[Items listed in a dataset]
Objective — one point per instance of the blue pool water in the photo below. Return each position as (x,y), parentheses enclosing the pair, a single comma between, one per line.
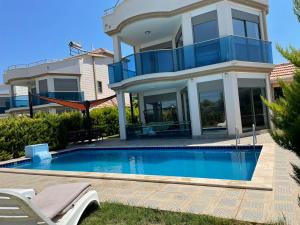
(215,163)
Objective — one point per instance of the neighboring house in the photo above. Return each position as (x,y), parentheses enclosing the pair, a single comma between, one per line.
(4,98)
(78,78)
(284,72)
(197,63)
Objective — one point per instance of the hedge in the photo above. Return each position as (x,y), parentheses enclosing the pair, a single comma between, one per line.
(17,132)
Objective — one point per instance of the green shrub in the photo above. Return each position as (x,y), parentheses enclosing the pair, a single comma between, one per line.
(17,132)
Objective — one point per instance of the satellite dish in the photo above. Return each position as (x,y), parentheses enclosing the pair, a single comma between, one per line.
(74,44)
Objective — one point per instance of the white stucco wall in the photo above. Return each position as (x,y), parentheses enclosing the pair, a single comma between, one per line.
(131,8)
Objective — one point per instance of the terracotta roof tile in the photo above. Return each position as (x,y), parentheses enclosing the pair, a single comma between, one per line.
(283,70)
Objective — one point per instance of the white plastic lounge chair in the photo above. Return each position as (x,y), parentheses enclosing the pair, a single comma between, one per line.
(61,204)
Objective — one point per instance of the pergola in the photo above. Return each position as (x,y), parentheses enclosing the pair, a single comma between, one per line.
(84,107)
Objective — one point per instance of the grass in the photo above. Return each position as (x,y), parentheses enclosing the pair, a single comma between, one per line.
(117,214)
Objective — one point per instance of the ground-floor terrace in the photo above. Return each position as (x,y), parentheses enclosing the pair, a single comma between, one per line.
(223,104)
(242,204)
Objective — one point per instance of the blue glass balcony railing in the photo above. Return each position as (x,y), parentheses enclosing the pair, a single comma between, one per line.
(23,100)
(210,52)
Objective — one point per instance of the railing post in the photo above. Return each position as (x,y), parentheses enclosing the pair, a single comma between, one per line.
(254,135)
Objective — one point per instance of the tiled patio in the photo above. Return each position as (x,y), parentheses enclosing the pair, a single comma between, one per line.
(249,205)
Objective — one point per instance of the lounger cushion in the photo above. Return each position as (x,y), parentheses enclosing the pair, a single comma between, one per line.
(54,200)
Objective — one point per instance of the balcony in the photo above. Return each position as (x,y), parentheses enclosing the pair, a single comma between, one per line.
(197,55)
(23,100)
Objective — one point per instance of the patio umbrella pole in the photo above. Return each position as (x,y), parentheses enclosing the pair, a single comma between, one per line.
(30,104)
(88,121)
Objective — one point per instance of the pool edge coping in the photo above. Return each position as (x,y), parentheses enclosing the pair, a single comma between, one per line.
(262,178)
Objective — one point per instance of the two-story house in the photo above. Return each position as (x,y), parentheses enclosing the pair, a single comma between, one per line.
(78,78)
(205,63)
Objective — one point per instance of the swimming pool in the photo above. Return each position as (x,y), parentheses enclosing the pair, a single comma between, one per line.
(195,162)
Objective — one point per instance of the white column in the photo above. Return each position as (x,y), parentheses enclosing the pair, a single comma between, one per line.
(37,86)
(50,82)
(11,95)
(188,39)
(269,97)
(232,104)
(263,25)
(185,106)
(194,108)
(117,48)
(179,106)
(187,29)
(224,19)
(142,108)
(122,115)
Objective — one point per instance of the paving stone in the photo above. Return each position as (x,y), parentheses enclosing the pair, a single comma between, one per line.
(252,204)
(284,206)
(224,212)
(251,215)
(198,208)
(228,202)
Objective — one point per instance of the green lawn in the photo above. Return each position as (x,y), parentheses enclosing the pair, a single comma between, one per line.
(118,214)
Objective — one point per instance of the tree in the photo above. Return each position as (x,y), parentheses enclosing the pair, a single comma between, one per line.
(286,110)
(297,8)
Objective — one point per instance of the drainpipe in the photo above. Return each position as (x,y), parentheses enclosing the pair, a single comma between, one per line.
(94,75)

Exercise goal = Give the data again exactly as written, with no pictures included.

The answer =
Objective — one point per instance of the blue pool water in the photo below. Return each position as (x,y), parentheses enclosing the pair, a single comma between, one per line.
(215,163)
Objective — one point per instance of the neighboring house in the photo above. Return each position as (x,y), parentheses enclosing the pair, a single comma between, one per line.
(4,98)
(78,78)
(284,72)
(197,63)
Objective — one point per instance of the hedge in the photo above. Return each position as (x,y), parentheses enclosing the pair, a single comma between, one per line.
(17,132)
Objective — one point per instance of the green shrub in the photo above. Return each position as (x,y), parentheses enclosing the pair, a single comma between, one per line.
(17,132)
Objective — one point per instance of the satellite dish in the photo above. Return each position as (x,y), parentheses enclosing the pair, a single comma between, one per line.
(74,44)
Objective — one point per instance of the white stucco wall in the photo above. Return each position as (x,y), parentheses enclosing the pair, a single comma between, one per line.
(131,8)
Objective — one point per instance of the terracotta roof tile in the photo above. Return each position as (x,y), parentheses enclosing the pair, a single comma between, one per line.
(283,70)
Objective — one point per instance of the white plastic lounge chair in the photo above. Return each position as (x,y), parentheses enclosing the pair, a single comma between, one per line.
(61,204)
Objective — one point per instance of the pergola in the photo above. Return each position as (x,y), parentheses enclosing the pair, a single comma between, one per line.
(84,107)
Objective — one point per instance of the grass in the photo above. Return each position as (x,y), parentheses enclosing the pair, a single comma between, one per line.
(117,214)
Objective — one point per instance of the ground-floor terrace in the photo above. Return each position as (x,y), parentheses enclosing the pair, a single comma between, one per line.
(223,104)
(242,204)
Objective — one point per instance of the blue glass balcony railing in the photo above. Return each position as (x,y), parentheses enclosing the pair, a single comma between, one per line.
(23,100)
(210,52)
Objective — one point per instance of the railing post in the photo above. Return each position as (x,y), parentheses enclosing the pair, a single comma between, one per line.
(254,135)
Objective — one point per instance of the tiled patio in the photo above. Return each position as (x,y), parentheses enclosing the pair, a single comma between, one per line.
(249,205)
Objective — one point per instance of the lounger cushion in the photo above. Return each position as (x,y), parentheses enclosing the pair, a single comma between, one per line.
(54,200)
Objective — one point per instance of the balcony in the photo above. Return each position as (x,y), parentheses enclosing the pair, a single comma between, one per line.
(197,55)
(23,100)
Objective — one point per instance of the patio umbrella pole in the photo above. Return each position as (x,y), parentheses enclosing the pair, a single comma between, one per line.
(30,104)
(88,121)
Objective — one point per instance of the pool edge coping in the photo above. Return each position as (x,y), parentheses enclosing the pair, a single comma between, one per line.
(262,178)
Objective — one point per instance of the two-story house in the photo above. Return each position as (x,y), parentheses enclosing the pair, a single comma between, one per line.
(78,78)
(205,63)
Objective — one point per instance of the swimming pool in the photo above. Return each position as (x,y), parentheses enclosing the pair, a single comma between, one per line.
(195,162)
Objective — one point per instance of the white column in the photo above. Return each position as (x,y), parentheses enclosing the pair, a single comma between, one per line.
(37,86)
(50,82)
(11,95)
(188,39)
(269,97)
(232,104)
(263,25)
(185,106)
(194,108)
(117,48)
(179,106)
(187,29)
(224,19)
(142,108)
(122,115)
Objective — one point per instance of the paving stone in the photo above. Return each position as (x,y), parentheses enclosing the pair, a single comma between, one per line.
(252,204)
(284,206)
(224,212)
(251,215)
(198,208)
(228,202)
Objective — one point per instance of the green lawn in the photo above. Return each position as (x,y), parentheses enclosing the pair, a single comma between, one per line.
(118,214)
Objective — one point per instance of the tree in the photo above. Return each position as (x,y), parentheses enclosing the pair, a single comma between, one per line.
(286,110)
(297,8)
Objective — one point per instance of the drainpipe in the photo above. Return each position as (x,y), parentheses enclosing the pair, a single comma between, one per line.
(94,75)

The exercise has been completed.